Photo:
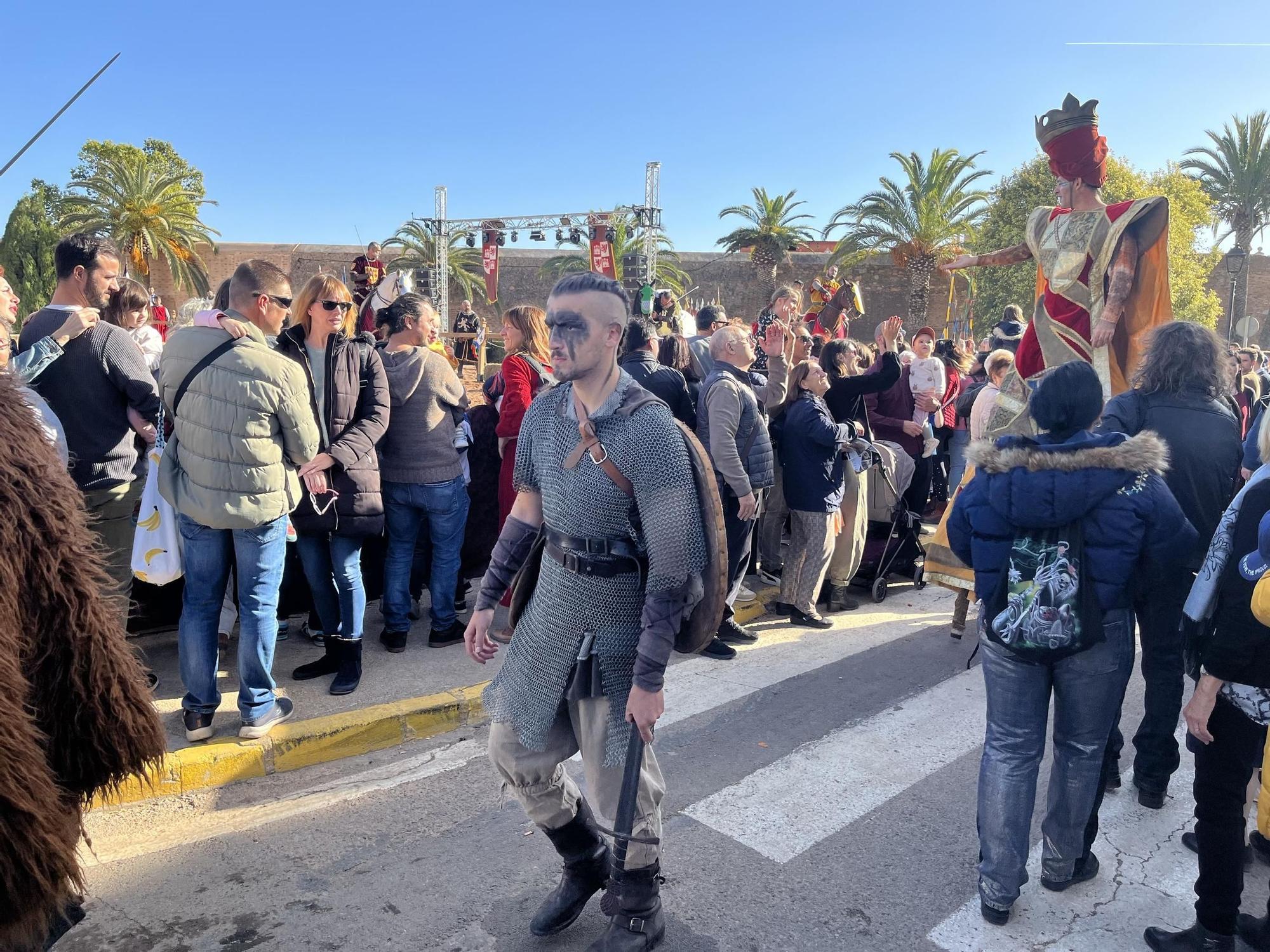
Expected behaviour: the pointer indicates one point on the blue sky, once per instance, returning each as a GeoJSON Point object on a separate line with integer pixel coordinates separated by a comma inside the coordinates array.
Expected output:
{"type": "Point", "coordinates": [526, 109]}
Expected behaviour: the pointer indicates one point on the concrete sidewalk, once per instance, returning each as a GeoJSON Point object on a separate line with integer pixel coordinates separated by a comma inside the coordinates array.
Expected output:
{"type": "Point", "coordinates": [418, 694]}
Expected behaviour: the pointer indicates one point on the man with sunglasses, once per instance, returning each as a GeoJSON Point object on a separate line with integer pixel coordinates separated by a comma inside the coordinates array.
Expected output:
{"type": "Point", "coordinates": [243, 426]}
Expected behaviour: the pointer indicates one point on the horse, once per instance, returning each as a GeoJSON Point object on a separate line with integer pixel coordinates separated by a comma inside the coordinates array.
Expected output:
{"type": "Point", "coordinates": [394, 285]}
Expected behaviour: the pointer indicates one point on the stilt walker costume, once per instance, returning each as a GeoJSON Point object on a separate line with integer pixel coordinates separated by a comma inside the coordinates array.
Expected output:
{"type": "Point", "coordinates": [1099, 265]}
{"type": "Point", "coordinates": [619, 565]}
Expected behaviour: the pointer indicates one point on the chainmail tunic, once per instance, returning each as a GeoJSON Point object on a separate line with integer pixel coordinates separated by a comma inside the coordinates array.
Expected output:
{"type": "Point", "coordinates": [648, 449]}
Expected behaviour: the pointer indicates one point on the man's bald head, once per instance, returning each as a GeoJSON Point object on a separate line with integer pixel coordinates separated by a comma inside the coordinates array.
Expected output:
{"type": "Point", "coordinates": [732, 345]}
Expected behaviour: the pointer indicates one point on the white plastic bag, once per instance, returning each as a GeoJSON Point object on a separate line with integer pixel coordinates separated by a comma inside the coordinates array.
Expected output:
{"type": "Point", "coordinates": [157, 548]}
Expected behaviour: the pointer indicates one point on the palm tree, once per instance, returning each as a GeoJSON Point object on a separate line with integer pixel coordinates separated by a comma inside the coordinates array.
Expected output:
{"type": "Point", "coordinates": [926, 219]}
{"type": "Point", "coordinates": [627, 241]}
{"type": "Point", "coordinates": [770, 235]}
{"type": "Point", "coordinates": [1235, 172]}
{"type": "Point", "coordinates": [417, 249]}
{"type": "Point", "coordinates": [143, 205]}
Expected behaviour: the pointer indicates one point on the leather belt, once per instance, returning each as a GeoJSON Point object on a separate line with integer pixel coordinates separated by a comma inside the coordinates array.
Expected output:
{"type": "Point", "coordinates": [598, 558]}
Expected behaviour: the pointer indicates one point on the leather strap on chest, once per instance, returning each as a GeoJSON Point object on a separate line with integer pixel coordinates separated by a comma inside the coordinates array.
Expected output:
{"type": "Point", "coordinates": [589, 444]}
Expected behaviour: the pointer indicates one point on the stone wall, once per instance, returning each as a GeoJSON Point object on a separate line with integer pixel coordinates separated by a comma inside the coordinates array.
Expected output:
{"type": "Point", "coordinates": [727, 279]}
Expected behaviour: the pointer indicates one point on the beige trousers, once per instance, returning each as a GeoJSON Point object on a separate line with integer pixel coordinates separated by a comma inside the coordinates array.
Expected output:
{"type": "Point", "coordinates": [549, 794]}
{"type": "Point", "coordinates": [811, 548]}
{"type": "Point", "coordinates": [849, 549]}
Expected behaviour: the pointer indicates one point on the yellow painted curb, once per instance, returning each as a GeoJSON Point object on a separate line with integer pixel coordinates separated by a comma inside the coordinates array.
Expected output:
{"type": "Point", "coordinates": [298, 744]}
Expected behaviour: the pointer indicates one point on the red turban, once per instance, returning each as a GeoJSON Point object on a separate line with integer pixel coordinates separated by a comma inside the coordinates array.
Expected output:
{"type": "Point", "coordinates": [1080, 154]}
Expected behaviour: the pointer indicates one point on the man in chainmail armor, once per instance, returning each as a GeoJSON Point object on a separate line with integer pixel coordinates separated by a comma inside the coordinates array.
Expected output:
{"type": "Point", "coordinates": [622, 567]}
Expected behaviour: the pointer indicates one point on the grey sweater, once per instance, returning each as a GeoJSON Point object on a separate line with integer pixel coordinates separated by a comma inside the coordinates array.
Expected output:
{"type": "Point", "coordinates": [91, 388]}
{"type": "Point", "coordinates": [429, 402]}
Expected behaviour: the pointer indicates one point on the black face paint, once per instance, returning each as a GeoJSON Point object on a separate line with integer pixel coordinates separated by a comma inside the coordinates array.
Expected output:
{"type": "Point", "coordinates": [570, 329]}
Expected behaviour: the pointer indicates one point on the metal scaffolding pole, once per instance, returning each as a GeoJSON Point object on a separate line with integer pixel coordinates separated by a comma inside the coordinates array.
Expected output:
{"type": "Point", "coordinates": [441, 243]}
{"type": "Point", "coordinates": [653, 209]}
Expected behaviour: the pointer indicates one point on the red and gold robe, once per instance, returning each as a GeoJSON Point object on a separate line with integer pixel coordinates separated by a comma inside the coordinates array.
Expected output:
{"type": "Point", "coordinates": [1074, 253]}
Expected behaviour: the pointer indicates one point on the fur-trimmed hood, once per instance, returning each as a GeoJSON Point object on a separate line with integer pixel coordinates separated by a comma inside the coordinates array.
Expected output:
{"type": "Point", "coordinates": [1145, 453]}
{"type": "Point", "coordinates": [1043, 483]}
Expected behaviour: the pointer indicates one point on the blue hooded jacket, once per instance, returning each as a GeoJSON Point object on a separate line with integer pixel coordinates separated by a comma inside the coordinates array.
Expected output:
{"type": "Point", "coordinates": [1111, 483]}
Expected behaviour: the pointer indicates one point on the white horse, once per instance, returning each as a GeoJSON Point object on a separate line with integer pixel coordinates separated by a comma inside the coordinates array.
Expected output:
{"type": "Point", "coordinates": [394, 285]}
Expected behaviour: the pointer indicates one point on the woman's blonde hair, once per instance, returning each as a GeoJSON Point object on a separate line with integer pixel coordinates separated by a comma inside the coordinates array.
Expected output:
{"type": "Point", "coordinates": [533, 324]}
{"type": "Point", "coordinates": [998, 362]}
{"type": "Point", "coordinates": [324, 288]}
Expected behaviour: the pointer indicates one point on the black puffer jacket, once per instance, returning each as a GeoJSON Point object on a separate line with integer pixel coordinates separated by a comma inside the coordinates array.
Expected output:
{"type": "Point", "coordinates": [358, 416]}
{"type": "Point", "coordinates": [665, 383]}
{"type": "Point", "coordinates": [1205, 451]}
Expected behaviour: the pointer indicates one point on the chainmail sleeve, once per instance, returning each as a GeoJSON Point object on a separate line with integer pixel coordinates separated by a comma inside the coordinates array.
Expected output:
{"type": "Point", "coordinates": [525, 478]}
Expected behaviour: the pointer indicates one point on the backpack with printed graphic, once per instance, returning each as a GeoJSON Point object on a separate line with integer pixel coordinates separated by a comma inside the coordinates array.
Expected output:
{"type": "Point", "coordinates": [1045, 609]}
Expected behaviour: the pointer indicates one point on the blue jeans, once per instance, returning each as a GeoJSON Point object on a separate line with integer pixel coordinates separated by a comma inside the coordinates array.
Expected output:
{"type": "Point", "coordinates": [1088, 690]}
{"type": "Point", "coordinates": [958, 446]}
{"type": "Point", "coordinates": [407, 506]}
{"type": "Point", "coordinates": [260, 555]}
{"type": "Point", "coordinates": [333, 567]}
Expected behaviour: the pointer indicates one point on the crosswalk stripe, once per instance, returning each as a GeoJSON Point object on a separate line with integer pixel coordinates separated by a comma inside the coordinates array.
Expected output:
{"type": "Point", "coordinates": [1146, 879]}
{"type": "Point", "coordinates": [807, 797]}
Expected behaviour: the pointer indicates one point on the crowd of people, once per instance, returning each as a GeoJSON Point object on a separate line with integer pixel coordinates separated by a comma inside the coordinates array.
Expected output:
{"type": "Point", "coordinates": [285, 428]}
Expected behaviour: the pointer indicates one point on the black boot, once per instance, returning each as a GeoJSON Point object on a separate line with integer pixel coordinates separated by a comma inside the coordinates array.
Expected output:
{"type": "Point", "coordinates": [327, 664]}
{"type": "Point", "coordinates": [350, 673]}
{"type": "Point", "coordinates": [636, 904]}
{"type": "Point", "coordinates": [586, 871]}
{"type": "Point", "coordinates": [841, 600]}
{"type": "Point", "coordinates": [1255, 932]}
{"type": "Point", "coordinates": [1197, 939]}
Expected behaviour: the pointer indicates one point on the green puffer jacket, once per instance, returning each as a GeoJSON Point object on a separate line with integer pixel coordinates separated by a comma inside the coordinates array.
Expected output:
{"type": "Point", "coordinates": [243, 428]}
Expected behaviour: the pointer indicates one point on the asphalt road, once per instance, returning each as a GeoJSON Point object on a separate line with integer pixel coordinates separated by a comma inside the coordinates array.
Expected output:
{"type": "Point", "coordinates": [822, 797]}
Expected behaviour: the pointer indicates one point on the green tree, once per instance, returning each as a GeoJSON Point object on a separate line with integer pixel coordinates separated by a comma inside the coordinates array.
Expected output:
{"type": "Point", "coordinates": [1235, 172]}
{"type": "Point", "coordinates": [27, 247]}
{"type": "Point", "coordinates": [919, 223]}
{"type": "Point", "coordinates": [627, 241]}
{"type": "Point", "coordinates": [157, 150]}
{"type": "Point", "coordinates": [416, 248]}
{"type": "Point", "coordinates": [144, 205]}
{"type": "Point", "coordinates": [770, 235]}
{"type": "Point", "coordinates": [1032, 186]}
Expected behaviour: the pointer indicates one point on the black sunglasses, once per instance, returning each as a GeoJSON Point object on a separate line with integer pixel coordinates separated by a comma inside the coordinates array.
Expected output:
{"type": "Point", "coordinates": [277, 299]}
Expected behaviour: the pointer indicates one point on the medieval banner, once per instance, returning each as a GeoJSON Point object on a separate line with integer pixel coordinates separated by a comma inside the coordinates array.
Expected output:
{"type": "Point", "coordinates": [603, 256]}
{"type": "Point", "coordinates": [490, 265]}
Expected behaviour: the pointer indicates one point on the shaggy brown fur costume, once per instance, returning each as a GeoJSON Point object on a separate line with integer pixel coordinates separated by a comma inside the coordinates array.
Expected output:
{"type": "Point", "coordinates": [76, 715]}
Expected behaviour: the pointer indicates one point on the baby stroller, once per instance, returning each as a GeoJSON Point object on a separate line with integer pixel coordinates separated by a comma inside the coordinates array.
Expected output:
{"type": "Point", "coordinates": [893, 545]}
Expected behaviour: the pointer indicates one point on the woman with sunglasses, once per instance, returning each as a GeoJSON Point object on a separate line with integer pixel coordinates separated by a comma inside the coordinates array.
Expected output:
{"type": "Point", "coordinates": [350, 397]}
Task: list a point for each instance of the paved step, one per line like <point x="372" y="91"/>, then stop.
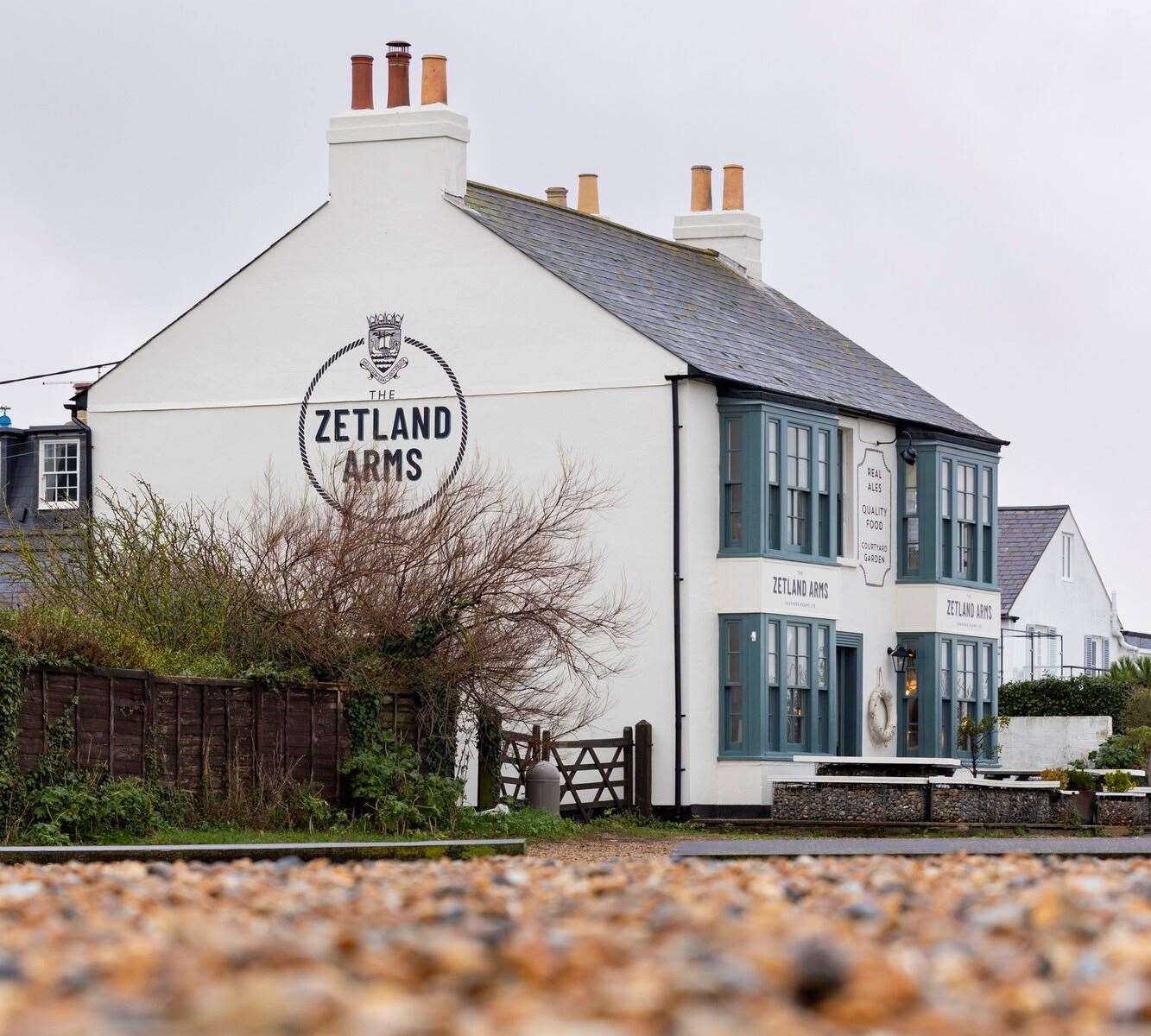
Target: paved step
<point x="334" y="851"/>
<point x="1059" y="846"/>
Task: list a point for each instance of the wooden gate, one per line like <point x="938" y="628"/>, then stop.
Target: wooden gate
<point x="595" y="774"/>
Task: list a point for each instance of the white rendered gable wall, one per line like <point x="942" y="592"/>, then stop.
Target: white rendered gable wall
<point x="1075" y="608"/>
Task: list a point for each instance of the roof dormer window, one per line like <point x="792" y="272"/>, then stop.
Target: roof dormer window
<point x="59" y="473"/>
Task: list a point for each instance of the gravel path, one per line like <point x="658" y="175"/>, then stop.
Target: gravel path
<point x="942" y="945"/>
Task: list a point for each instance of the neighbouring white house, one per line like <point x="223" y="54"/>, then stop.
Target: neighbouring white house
<point x="814" y="534"/>
<point x="1058" y="616"/>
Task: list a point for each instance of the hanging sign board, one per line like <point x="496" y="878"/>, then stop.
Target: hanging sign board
<point x="874" y="518"/>
<point x="386" y="407"/>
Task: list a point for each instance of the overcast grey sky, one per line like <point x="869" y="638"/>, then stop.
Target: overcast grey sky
<point x="960" y="188"/>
====================
ABOUT THIS TASK => Report how many lines in this data include the string "woman", and nothing else.

SOLVED PROBLEM => 2